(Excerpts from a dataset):
------------------------------------------------

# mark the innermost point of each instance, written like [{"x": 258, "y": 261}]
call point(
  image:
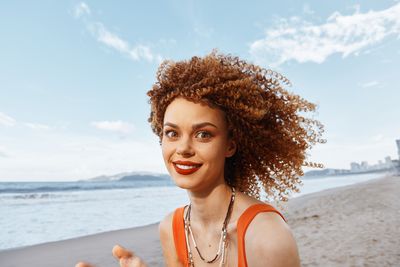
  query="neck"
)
[{"x": 209, "y": 208}]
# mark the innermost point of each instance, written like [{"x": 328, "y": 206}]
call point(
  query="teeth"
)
[{"x": 186, "y": 167}]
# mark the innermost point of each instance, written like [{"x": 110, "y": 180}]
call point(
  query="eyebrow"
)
[{"x": 194, "y": 126}]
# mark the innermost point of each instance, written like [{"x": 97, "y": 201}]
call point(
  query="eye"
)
[
  {"x": 170, "y": 133},
  {"x": 203, "y": 135}
]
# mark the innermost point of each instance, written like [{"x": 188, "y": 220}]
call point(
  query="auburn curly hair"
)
[{"x": 263, "y": 118}]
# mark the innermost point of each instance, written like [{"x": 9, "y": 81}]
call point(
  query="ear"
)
[{"x": 231, "y": 148}]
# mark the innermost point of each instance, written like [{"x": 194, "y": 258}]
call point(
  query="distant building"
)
[
  {"x": 355, "y": 167},
  {"x": 364, "y": 165},
  {"x": 388, "y": 162},
  {"x": 398, "y": 147}
]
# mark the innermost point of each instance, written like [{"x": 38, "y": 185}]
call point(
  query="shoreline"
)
[{"x": 343, "y": 226}]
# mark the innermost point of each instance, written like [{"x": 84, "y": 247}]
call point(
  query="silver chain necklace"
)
[{"x": 222, "y": 242}]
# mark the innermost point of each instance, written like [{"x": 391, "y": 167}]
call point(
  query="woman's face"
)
[{"x": 195, "y": 144}]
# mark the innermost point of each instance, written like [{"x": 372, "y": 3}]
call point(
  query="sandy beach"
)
[{"x": 354, "y": 225}]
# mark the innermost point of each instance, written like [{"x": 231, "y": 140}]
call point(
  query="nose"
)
[{"x": 184, "y": 147}]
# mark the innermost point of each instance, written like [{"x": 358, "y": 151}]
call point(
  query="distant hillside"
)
[{"x": 130, "y": 176}]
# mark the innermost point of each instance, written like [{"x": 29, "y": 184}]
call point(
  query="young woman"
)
[{"x": 228, "y": 130}]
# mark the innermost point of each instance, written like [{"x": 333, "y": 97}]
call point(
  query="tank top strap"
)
[
  {"x": 178, "y": 228},
  {"x": 242, "y": 224}
]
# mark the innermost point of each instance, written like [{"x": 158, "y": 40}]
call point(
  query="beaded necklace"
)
[{"x": 222, "y": 242}]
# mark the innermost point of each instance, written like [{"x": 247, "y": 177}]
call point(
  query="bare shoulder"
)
[
  {"x": 269, "y": 240},
  {"x": 167, "y": 241}
]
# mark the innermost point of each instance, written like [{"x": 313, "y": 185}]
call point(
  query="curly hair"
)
[{"x": 263, "y": 118}]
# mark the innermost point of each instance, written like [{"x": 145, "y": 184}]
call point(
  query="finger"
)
[
  {"x": 121, "y": 252},
  {"x": 131, "y": 262},
  {"x": 83, "y": 264}
]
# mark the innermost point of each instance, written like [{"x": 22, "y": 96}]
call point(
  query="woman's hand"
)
[{"x": 125, "y": 257}]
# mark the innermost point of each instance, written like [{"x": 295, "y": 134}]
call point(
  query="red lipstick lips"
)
[{"x": 186, "y": 167}]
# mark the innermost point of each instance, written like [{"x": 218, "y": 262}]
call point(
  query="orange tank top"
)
[{"x": 244, "y": 220}]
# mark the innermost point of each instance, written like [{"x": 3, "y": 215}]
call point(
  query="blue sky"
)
[{"x": 74, "y": 76}]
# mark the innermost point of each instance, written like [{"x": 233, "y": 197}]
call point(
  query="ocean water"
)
[{"x": 39, "y": 212}]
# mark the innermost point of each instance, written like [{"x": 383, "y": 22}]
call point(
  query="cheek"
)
[{"x": 166, "y": 150}]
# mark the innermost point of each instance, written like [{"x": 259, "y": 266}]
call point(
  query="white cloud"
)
[
  {"x": 302, "y": 41},
  {"x": 103, "y": 35},
  {"x": 370, "y": 84},
  {"x": 81, "y": 9},
  {"x": 37, "y": 126},
  {"x": 6, "y": 120},
  {"x": 307, "y": 10},
  {"x": 56, "y": 155},
  {"x": 114, "y": 126},
  {"x": 3, "y": 153}
]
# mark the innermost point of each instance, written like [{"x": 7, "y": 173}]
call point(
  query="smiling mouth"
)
[{"x": 186, "y": 169}]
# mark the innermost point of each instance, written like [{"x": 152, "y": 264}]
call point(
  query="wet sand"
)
[{"x": 355, "y": 225}]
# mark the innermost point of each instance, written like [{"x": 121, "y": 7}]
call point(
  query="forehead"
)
[{"x": 181, "y": 110}]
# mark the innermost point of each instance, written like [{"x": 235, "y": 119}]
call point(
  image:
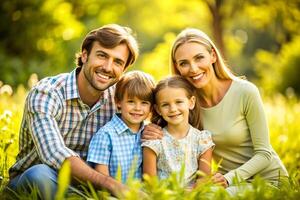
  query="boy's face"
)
[{"x": 134, "y": 111}]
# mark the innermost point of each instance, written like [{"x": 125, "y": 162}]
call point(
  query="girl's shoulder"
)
[
  {"x": 245, "y": 86},
  {"x": 200, "y": 133}
]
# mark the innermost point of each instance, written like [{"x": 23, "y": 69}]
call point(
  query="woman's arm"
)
[
  {"x": 149, "y": 162},
  {"x": 258, "y": 129},
  {"x": 204, "y": 165},
  {"x": 102, "y": 169}
]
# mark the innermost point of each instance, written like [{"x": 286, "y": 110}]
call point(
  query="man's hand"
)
[
  {"x": 219, "y": 179},
  {"x": 152, "y": 132}
]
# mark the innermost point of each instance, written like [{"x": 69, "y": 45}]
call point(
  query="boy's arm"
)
[
  {"x": 204, "y": 165},
  {"x": 152, "y": 132},
  {"x": 102, "y": 169},
  {"x": 149, "y": 162}
]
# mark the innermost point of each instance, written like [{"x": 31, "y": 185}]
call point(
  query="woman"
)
[{"x": 231, "y": 108}]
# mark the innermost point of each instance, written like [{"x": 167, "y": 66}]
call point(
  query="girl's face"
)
[
  {"x": 174, "y": 105},
  {"x": 195, "y": 63},
  {"x": 133, "y": 111}
]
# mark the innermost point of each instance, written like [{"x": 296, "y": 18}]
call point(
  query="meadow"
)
[{"x": 283, "y": 117}]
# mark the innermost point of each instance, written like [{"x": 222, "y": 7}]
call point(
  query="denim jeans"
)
[{"x": 41, "y": 176}]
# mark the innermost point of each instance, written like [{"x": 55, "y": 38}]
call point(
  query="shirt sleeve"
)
[
  {"x": 43, "y": 106},
  {"x": 100, "y": 148},
  {"x": 205, "y": 142},
  {"x": 154, "y": 145},
  {"x": 258, "y": 128}
]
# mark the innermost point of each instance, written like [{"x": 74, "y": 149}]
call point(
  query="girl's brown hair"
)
[
  {"x": 197, "y": 36},
  {"x": 110, "y": 36},
  {"x": 177, "y": 81}
]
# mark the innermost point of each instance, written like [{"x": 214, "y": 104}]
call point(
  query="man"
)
[{"x": 63, "y": 112}]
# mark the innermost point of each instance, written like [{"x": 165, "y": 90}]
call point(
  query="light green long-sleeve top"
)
[{"x": 240, "y": 131}]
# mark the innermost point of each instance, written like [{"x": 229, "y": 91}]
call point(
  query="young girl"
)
[{"x": 181, "y": 143}]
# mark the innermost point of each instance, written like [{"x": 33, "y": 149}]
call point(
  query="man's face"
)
[{"x": 103, "y": 67}]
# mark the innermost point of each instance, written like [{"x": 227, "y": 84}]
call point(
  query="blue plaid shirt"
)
[
  {"x": 115, "y": 145},
  {"x": 56, "y": 123}
]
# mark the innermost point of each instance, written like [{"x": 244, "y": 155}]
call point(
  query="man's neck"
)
[{"x": 87, "y": 93}]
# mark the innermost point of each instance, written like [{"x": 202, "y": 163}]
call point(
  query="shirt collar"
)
[
  {"x": 72, "y": 91},
  {"x": 121, "y": 125}
]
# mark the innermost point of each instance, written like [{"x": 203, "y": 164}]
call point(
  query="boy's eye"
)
[
  {"x": 199, "y": 57},
  {"x": 119, "y": 62},
  {"x": 146, "y": 103},
  {"x": 164, "y": 105}
]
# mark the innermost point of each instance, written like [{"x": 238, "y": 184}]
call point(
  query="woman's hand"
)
[
  {"x": 152, "y": 132},
  {"x": 219, "y": 179}
]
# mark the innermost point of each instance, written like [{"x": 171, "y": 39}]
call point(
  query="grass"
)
[{"x": 283, "y": 117}]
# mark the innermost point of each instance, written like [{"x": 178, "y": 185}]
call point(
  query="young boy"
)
[{"x": 118, "y": 143}]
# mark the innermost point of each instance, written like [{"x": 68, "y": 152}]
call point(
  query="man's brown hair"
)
[{"x": 110, "y": 36}]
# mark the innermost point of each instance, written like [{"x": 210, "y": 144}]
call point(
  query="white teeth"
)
[
  {"x": 198, "y": 77},
  {"x": 102, "y": 76}
]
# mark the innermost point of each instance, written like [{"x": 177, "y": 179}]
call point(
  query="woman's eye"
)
[
  {"x": 183, "y": 64},
  {"x": 199, "y": 57}
]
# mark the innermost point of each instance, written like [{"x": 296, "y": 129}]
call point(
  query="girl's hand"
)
[
  {"x": 219, "y": 179},
  {"x": 152, "y": 132}
]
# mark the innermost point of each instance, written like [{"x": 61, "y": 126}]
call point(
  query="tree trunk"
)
[{"x": 214, "y": 7}]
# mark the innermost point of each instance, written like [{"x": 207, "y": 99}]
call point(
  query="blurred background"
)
[{"x": 259, "y": 38}]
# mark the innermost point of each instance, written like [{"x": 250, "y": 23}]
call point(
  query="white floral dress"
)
[{"x": 173, "y": 153}]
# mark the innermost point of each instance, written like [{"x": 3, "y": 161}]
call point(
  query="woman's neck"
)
[
  {"x": 178, "y": 131},
  {"x": 213, "y": 93}
]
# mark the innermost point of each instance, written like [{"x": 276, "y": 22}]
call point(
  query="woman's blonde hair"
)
[{"x": 197, "y": 36}]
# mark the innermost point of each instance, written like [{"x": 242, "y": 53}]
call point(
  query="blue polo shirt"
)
[{"x": 115, "y": 145}]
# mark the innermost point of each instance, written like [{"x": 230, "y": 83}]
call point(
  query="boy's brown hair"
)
[{"x": 135, "y": 84}]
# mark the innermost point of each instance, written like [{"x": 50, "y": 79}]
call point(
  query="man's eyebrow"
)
[{"x": 101, "y": 51}]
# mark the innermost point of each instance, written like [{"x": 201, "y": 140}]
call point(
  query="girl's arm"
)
[
  {"x": 204, "y": 165},
  {"x": 149, "y": 162},
  {"x": 102, "y": 169}
]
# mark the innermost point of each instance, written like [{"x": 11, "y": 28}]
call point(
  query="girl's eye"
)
[{"x": 183, "y": 64}]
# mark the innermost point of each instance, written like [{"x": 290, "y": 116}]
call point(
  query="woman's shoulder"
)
[{"x": 245, "y": 87}]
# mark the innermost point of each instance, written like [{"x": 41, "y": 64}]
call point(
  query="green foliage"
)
[
  {"x": 42, "y": 37},
  {"x": 280, "y": 71}
]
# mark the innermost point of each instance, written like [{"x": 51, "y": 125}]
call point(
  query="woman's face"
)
[{"x": 195, "y": 63}]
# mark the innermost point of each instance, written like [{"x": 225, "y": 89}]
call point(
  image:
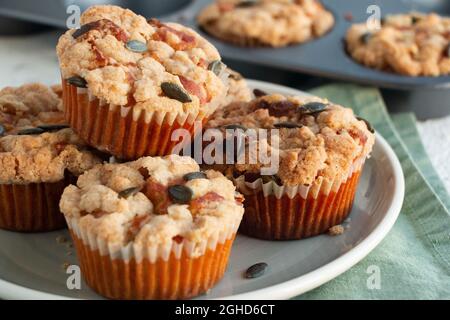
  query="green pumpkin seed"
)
[
  {"x": 129, "y": 192},
  {"x": 30, "y": 131},
  {"x": 257, "y": 270},
  {"x": 77, "y": 81},
  {"x": 368, "y": 124},
  {"x": 194, "y": 175},
  {"x": 288, "y": 125},
  {"x": 313, "y": 108},
  {"x": 180, "y": 194},
  {"x": 247, "y": 3},
  {"x": 366, "y": 37},
  {"x": 259, "y": 93},
  {"x": 235, "y": 127},
  {"x": 216, "y": 66},
  {"x": 53, "y": 127},
  {"x": 174, "y": 91},
  {"x": 136, "y": 46}
]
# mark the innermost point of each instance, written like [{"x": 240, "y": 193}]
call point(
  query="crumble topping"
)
[
  {"x": 44, "y": 157},
  {"x": 154, "y": 213}
]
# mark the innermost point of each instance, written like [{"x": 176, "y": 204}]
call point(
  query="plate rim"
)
[{"x": 298, "y": 285}]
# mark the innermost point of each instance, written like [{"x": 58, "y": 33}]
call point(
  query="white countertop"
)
[{"x": 33, "y": 59}]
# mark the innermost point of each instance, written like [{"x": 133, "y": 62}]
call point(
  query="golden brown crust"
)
[
  {"x": 102, "y": 54},
  {"x": 43, "y": 158},
  {"x": 411, "y": 44},
  {"x": 275, "y": 23},
  {"x": 325, "y": 145},
  {"x": 29, "y": 105}
]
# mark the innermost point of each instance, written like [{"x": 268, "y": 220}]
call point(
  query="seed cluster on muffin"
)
[
  {"x": 153, "y": 211},
  {"x": 413, "y": 44},
  {"x": 275, "y": 23},
  {"x": 28, "y": 106}
]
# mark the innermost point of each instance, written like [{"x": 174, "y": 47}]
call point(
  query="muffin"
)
[
  {"x": 29, "y": 106},
  {"x": 129, "y": 83},
  {"x": 317, "y": 151},
  {"x": 273, "y": 23},
  {"x": 155, "y": 228},
  {"x": 412, "y": 44},
  {"x": 35, "y": 171}
]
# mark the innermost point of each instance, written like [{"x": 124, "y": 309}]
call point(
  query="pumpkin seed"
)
[
  {"x": 256, "y": 270},
  {"x": 77, "y": 81},
  {"x": 174, "y": 91},
  {"x": 136, "y": 46},
  {"x": 194, "y": 175},
  {"x": 53, "y": 127},
  {"x": 259, "y": 93},
  {"x": 129, "y": 192},
  {"x": 216, "y": 66},
  {"x": 289, "y": 125},
  {"x": 368, "y": 124},
  {"x": 365, "y": 38},
  {"x": 180, "y": 194},
  {"x": 30, "y": 131},
  {"x": 235, "y": 127},
  {"x": 313, "y": 108},
  {"x": 247, "y": 3}
]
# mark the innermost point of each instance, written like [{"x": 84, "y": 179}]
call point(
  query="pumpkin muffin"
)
[
  {"x": 317, "y": 151},
  {"x": 35, "y": 171},
  {"x": 128, "y": 83},
  {"x": 157, "y": 226},
  {"x": 274, "y": 23},
  {"x": 413, "y": 44},
  {"x": 29, "y": 106}
]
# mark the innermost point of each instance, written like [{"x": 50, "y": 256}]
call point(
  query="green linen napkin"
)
[{"x": 414, "y": 258}]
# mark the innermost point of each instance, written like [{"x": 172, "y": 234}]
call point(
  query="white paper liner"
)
[
  {"x": 153, "y": 252},
  {"x": 319, "y": 186}
]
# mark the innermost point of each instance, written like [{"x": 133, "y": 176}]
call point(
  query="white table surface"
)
[{"x": 33, "y": 58}]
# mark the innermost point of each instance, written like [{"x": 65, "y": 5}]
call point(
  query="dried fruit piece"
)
[
  {"x": 180, "y": 194},
  {"x": 77, "y": 81},
  {"x": 216, "y": 66},
  {"x": 174, "y": 91},
  {"x": 30, "y": 131},
  {"x": 368, "y": 124},
  {"x": 256, "y": 270},
  {"x": 129, "y": 192},
  {"x": 194, "y": 175},
  {"x": 53, "y": 127},
  {"x": 365, "y": 38},
  {"x": 259, "y": 93},
  {"x": 136, "y": 46},
  {"x": 313, "y": 107},
  {"x": 288, "y": 125}
]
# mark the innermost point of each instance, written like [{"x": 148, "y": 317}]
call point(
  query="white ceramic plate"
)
[{"x": 31, "y": 265}]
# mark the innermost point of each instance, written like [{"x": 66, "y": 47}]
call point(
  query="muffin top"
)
[
  {"x": 273, "y": 23},
  {"x": 43, "y": 158},
  {"x": 125, "y": 60},
  {"x": 238, "y": 89},
  {"x": 412, "y": 44},
  {"x": 29, "y": 105},
  {"x": 153, "y": 201},
  {"x": 316, "y": 139}
]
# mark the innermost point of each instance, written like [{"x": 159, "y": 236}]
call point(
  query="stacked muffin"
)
[{"x": 158, "y": 226}]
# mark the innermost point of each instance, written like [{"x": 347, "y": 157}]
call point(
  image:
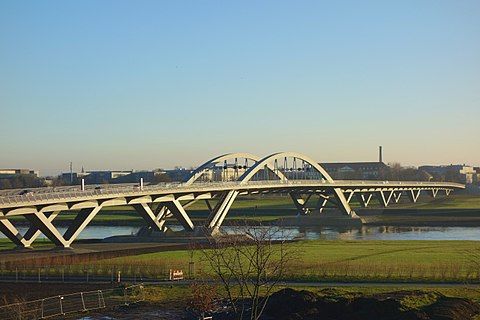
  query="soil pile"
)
[{"x": 289, "y": 304}]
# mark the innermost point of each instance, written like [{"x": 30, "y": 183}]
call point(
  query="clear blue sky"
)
[{"x": 146, "y": 84}]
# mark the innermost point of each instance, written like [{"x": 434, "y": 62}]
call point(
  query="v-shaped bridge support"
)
[{"x": 44, "y": 224}]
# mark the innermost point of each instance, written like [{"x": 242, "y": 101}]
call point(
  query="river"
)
[{"x": 311, "y": 233}]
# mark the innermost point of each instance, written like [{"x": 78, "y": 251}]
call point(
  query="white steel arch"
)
[
  {"x": 197, "y": 173},
  {"x": 268, "y": 159}
]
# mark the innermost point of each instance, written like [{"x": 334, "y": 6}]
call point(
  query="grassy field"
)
[{"x": 320, "y": 260}]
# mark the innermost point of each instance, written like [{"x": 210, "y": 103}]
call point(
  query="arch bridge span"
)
[{"x": 218, "y": 182}]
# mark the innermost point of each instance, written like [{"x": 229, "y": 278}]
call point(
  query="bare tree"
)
[{"x": 249, "y": 266}]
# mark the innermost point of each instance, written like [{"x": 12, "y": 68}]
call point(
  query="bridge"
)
[{"x": 218, "y": 182}]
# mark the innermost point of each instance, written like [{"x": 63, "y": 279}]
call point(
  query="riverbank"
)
[{"x": 171, "y": 302}]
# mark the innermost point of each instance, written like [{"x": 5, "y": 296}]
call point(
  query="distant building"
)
[
  {"x": 7, "y": 173},
  {"x": 454, "y": 172},
  {"x": 355, "y": 170}
]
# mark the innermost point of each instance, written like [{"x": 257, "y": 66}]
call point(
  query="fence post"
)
[
  {"x": 83, "y": 302},
  {"x": 61, "y": 305},
  {"x": 101, "y": 300}
]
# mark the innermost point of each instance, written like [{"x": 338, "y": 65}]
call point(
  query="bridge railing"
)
[{"x": 122, "y": 190}]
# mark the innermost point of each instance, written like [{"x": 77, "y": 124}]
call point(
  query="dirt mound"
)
[
  {"x": 452, "y": 309},
  {"x": 289, "y": 304}
]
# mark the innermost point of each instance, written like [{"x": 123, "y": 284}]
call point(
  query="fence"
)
[
  {"x": 132, "y": 273},
  {"x": 72, "y": 303}
]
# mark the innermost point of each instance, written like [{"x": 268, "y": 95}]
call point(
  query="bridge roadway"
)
[{"x": 156, "y": 203}]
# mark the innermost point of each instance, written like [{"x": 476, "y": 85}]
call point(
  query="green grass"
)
[{"x": 320, "y": 260}]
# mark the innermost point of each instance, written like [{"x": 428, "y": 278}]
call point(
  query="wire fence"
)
[
  {"x": 132, "y": 273},
  {"x": 73, "y": 303}
]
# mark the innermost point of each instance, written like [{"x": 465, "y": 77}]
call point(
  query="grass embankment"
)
[{"x": 320, "y": 260}]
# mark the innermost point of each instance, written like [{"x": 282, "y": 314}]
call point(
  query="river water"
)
[{"x": 310, "y": 233}]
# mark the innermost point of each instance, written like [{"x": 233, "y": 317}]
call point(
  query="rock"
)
[{"x": 446, "y": 308}]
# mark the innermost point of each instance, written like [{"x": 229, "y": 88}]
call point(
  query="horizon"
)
[{"x": 163, "y": 84}]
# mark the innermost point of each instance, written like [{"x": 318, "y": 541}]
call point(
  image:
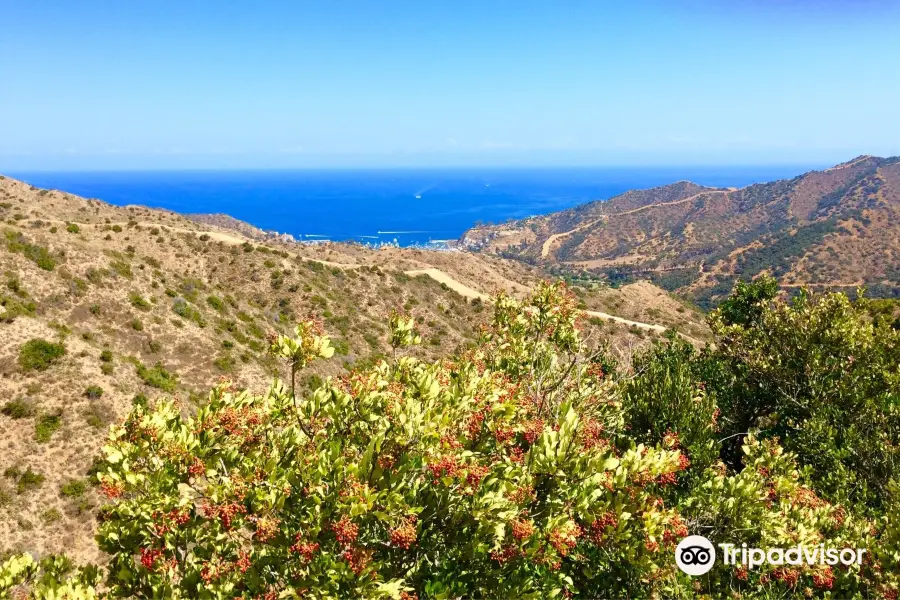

------------------------------------------------

(PROBLEM TO WORK ON): Looking at the entries above, work out how many lines contain "hair", then reply with that number and no other words.

(YOUR SOLUTION): 6